> [WHAT IS REQUIRED]: Copy out everything in the records from the line that contains "Annotate the fingernail" down to the line that contains "Annotate the bridal", keeping both of those lines and changing nothing.

> [DATASET]:
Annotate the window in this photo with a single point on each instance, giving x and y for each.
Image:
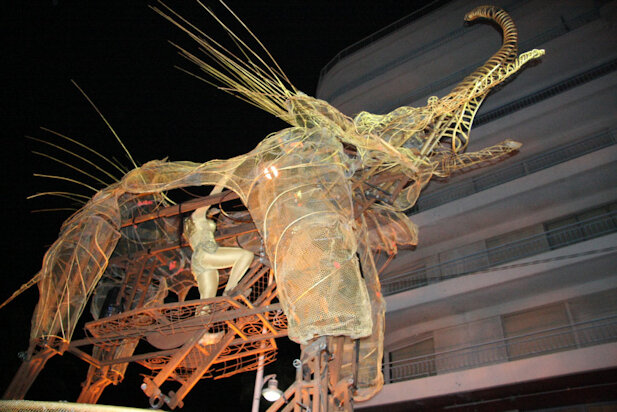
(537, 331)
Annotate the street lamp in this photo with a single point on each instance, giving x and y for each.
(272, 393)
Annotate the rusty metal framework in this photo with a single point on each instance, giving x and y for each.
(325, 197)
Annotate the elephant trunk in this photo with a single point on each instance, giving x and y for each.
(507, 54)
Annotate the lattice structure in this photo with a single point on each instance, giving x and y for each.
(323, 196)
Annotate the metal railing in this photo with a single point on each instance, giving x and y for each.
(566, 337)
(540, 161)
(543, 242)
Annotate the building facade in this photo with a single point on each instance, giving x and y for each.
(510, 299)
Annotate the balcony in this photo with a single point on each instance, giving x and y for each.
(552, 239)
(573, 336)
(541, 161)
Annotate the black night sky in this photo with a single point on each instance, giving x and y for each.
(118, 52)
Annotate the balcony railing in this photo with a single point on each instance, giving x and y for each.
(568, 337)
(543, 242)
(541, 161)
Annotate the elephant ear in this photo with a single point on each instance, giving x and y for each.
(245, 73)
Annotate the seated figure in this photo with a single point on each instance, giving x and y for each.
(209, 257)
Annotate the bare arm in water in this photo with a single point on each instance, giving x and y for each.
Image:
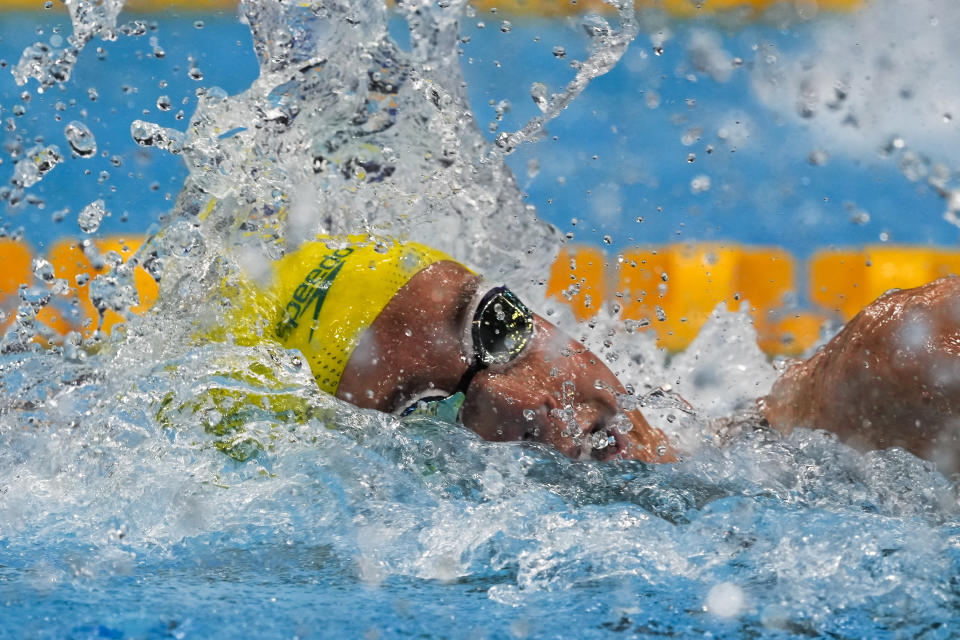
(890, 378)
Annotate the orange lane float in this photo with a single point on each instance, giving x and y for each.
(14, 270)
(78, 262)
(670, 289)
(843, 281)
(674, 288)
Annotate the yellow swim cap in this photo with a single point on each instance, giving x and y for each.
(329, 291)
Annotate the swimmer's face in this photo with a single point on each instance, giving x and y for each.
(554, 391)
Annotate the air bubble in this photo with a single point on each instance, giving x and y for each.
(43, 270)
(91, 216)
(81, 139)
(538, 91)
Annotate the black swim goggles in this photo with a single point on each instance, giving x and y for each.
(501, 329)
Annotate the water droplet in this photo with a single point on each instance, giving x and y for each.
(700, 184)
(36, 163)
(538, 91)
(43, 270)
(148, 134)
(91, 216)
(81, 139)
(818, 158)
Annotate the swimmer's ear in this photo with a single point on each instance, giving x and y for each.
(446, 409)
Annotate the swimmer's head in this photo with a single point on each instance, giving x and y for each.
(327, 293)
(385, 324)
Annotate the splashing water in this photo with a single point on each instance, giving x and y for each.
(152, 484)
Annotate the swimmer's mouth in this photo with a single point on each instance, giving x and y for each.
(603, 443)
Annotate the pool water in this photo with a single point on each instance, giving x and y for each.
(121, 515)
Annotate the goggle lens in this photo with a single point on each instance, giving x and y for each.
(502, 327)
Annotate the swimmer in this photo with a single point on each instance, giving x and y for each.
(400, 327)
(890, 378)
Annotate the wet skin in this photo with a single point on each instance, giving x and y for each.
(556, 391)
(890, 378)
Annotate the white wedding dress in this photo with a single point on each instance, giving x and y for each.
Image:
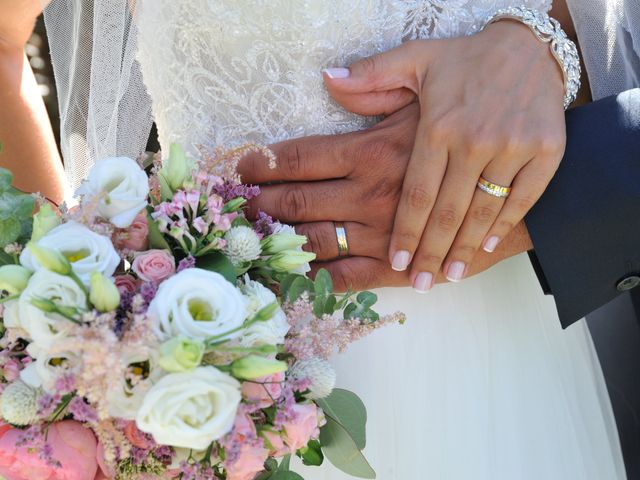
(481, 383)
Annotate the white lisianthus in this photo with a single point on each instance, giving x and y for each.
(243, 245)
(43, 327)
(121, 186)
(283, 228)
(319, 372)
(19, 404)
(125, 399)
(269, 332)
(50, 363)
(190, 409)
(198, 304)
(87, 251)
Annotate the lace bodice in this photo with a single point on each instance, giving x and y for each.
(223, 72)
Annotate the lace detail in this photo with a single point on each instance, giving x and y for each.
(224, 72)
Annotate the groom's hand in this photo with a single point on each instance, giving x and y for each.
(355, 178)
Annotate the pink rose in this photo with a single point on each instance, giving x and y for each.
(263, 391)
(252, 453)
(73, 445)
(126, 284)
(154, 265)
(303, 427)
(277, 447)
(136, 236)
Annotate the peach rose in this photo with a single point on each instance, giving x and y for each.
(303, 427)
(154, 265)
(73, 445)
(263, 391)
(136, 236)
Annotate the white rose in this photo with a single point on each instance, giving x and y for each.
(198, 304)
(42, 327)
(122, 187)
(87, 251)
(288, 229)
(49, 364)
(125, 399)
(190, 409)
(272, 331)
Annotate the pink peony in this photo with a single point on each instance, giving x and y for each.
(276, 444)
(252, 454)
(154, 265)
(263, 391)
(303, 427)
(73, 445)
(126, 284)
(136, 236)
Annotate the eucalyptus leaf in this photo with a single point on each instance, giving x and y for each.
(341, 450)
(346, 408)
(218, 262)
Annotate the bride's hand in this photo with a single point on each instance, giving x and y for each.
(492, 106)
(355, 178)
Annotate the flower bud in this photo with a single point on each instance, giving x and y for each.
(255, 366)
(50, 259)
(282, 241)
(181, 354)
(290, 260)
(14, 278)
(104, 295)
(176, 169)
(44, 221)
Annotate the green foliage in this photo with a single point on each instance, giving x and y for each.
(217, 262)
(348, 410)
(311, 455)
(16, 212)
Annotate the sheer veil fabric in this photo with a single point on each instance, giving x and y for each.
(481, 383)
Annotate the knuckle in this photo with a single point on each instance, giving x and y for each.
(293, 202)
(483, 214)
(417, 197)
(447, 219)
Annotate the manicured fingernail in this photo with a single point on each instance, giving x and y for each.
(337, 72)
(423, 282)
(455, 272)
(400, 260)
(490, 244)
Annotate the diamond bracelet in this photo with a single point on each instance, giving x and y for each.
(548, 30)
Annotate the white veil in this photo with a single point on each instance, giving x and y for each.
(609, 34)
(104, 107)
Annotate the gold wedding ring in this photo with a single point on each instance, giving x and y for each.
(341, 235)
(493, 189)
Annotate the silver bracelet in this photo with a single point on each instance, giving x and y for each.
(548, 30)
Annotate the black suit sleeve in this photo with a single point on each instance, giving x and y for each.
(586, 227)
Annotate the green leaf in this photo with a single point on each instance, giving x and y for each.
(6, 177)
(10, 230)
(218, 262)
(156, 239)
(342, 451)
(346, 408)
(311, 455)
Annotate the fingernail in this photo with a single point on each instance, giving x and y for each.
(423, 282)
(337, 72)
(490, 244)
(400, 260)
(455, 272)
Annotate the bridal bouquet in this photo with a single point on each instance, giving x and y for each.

...

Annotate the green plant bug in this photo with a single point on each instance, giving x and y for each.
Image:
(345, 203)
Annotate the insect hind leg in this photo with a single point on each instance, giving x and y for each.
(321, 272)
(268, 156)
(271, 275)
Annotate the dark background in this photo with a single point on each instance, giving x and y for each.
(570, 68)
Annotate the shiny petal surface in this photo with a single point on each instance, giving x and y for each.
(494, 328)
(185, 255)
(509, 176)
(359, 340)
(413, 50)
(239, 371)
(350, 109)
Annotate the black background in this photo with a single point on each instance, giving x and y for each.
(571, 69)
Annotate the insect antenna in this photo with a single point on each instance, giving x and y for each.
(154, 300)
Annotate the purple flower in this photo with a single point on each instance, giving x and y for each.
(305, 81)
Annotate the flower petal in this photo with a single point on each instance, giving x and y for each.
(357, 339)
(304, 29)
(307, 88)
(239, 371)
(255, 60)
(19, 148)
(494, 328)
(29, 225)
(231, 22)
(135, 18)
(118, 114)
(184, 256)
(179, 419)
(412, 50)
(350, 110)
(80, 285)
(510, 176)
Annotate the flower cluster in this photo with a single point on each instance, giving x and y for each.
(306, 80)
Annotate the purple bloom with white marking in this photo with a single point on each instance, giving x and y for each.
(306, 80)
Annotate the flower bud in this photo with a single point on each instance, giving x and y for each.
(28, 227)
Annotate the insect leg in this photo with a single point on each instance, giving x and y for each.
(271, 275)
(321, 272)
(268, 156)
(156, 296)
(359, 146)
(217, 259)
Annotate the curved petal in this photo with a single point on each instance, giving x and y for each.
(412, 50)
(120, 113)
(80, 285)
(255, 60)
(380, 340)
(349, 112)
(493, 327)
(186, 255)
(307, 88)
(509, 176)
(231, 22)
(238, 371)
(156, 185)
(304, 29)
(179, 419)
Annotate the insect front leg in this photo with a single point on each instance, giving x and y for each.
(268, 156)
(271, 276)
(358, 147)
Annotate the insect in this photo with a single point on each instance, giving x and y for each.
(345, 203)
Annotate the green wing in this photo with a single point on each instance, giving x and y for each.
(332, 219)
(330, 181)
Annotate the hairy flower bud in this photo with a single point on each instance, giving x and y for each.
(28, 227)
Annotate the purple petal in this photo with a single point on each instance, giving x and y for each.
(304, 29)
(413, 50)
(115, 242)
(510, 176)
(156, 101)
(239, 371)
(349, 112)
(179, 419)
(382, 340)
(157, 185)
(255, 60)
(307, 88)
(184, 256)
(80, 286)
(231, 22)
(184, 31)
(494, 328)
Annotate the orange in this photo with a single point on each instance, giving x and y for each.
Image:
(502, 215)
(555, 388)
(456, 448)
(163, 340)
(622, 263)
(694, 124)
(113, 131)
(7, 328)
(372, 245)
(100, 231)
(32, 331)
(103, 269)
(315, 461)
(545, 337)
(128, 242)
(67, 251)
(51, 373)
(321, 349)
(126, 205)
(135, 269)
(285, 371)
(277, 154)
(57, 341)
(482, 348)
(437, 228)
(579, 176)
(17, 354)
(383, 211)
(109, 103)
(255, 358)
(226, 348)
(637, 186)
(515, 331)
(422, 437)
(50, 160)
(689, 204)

> [EXERCISE SOLUTION]:
Annotate the fingernail in this photo with a single point on each instance, giving x and y for each.
(423, 282)
(337, 72)
(490, 244)
(400, 260)
(455, 272)
Annotate the bridal bouquet in this photo with a single point on each instance, giving x and y for each.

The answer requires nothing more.